DOCUMENT SECTION:
** Begin **

Separation of Church and State III: Making a State Incognizant of Religion

September 10, 2009

In order to preserve the freedom of conscience I’ve discussed in my previous posts, we must more rigorously maintain a firm wall of separation between Church and State. I believe the logical first step would be to remove religious invocations from government language, property, and practice. For instance:

The Pledge of Allegiance. I’m skeptical that the Pledge of Allegiance serves any meaningful purpose. Given its statist nature and socialist origin, I am perpetually perplexed that so many conservatives make such a fetish of it. But if the Pledge is to continue to be a significant part of our civic tradition, the reference to God (which is not an original part of the Pledge, but a 1954 insertion as part of the Cold War ideological battle against the explicitly-atheist communist world) should be eliminated. The government has no role making any declaration about whom its citizens may or may not believe their nation is under.

Government Oaths. Government has no place declaring in whose name government oaths should be sworn. Whether oaths of office or in court, those swearing people in should not include “so help you/me God” in the recitation. Individuals swearing those oaths are certainly well within their rights of expression to add personal invocations to the higher power of their choice, should they so chose. But making that invocation part of the administration of the oath is an inappropriate institutionalization of religious belief on the part of the state.

Civic Prayer. Government sponsored events, from Presidential inaugurations and Congressional sessions down to city council meetings and public school activities, should not involve prayer as part of the event. Participants who believe in a higher power have every right—indeed, a duty— to implore that power for wisdom and guidance prior to such events, and in their hearts during the proceedings. But government itself should not be establishing a given standard for belief through prayer as part of government events.

** End **

YOUR GOAL:
Please quote the church-and-state essay word for word, starting at "The Pledge of Allegiance." and ending after "nation is under.".

DATA LINES:
** Begin **

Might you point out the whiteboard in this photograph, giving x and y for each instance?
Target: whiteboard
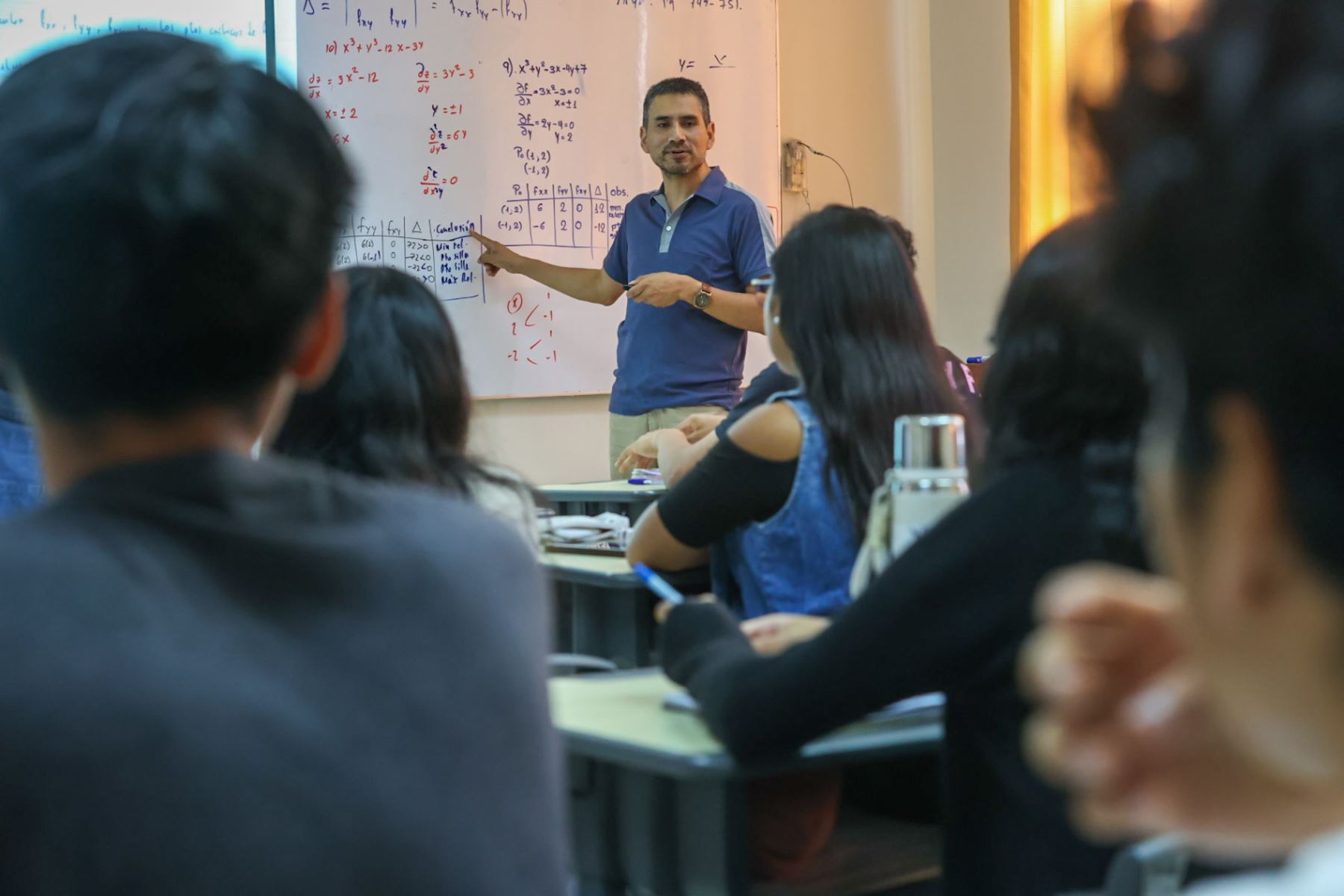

** End **
** Begin **

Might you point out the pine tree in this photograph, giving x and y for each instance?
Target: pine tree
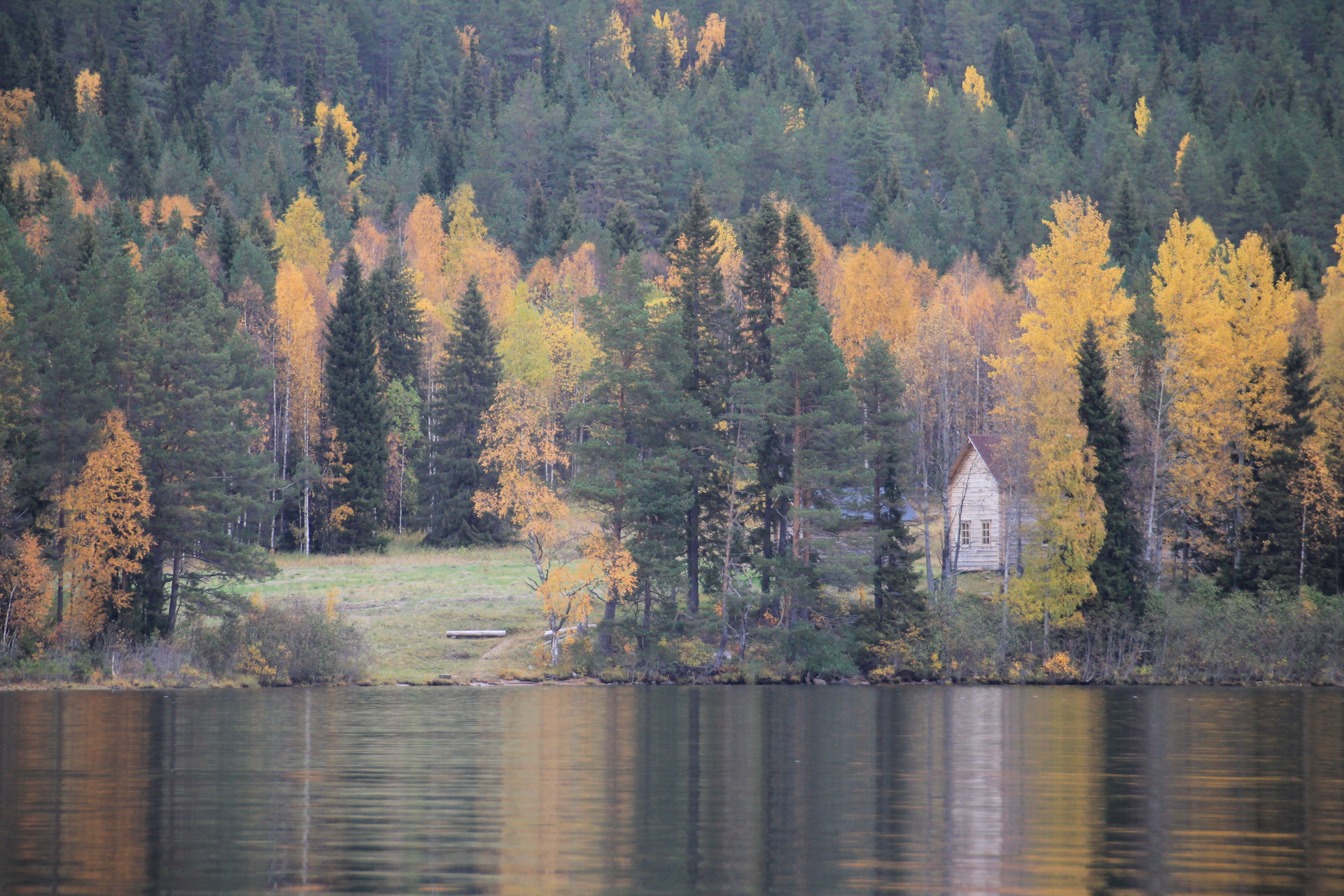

** End **

SOLUTION FOR THIS EXERCISE:
The Pledge of Allegiance. I’m skeptical that the Pledge of Allegiance serves any meaningful purpose. Given its statist nature and socialist origin, I am perpetually perplexed that so many conservatives make such a fetish of it. But if the Pledge is to continue to be a significant part of our civic tradition, the reference to God (which is not an original part of the Pledge, but a 1954 insertion as part of the Cold War ideological battle against the explicitly-atheist communist world) should be eliminated. The government has no role making any declaration about whom its citizens may or may not believe their nation is under.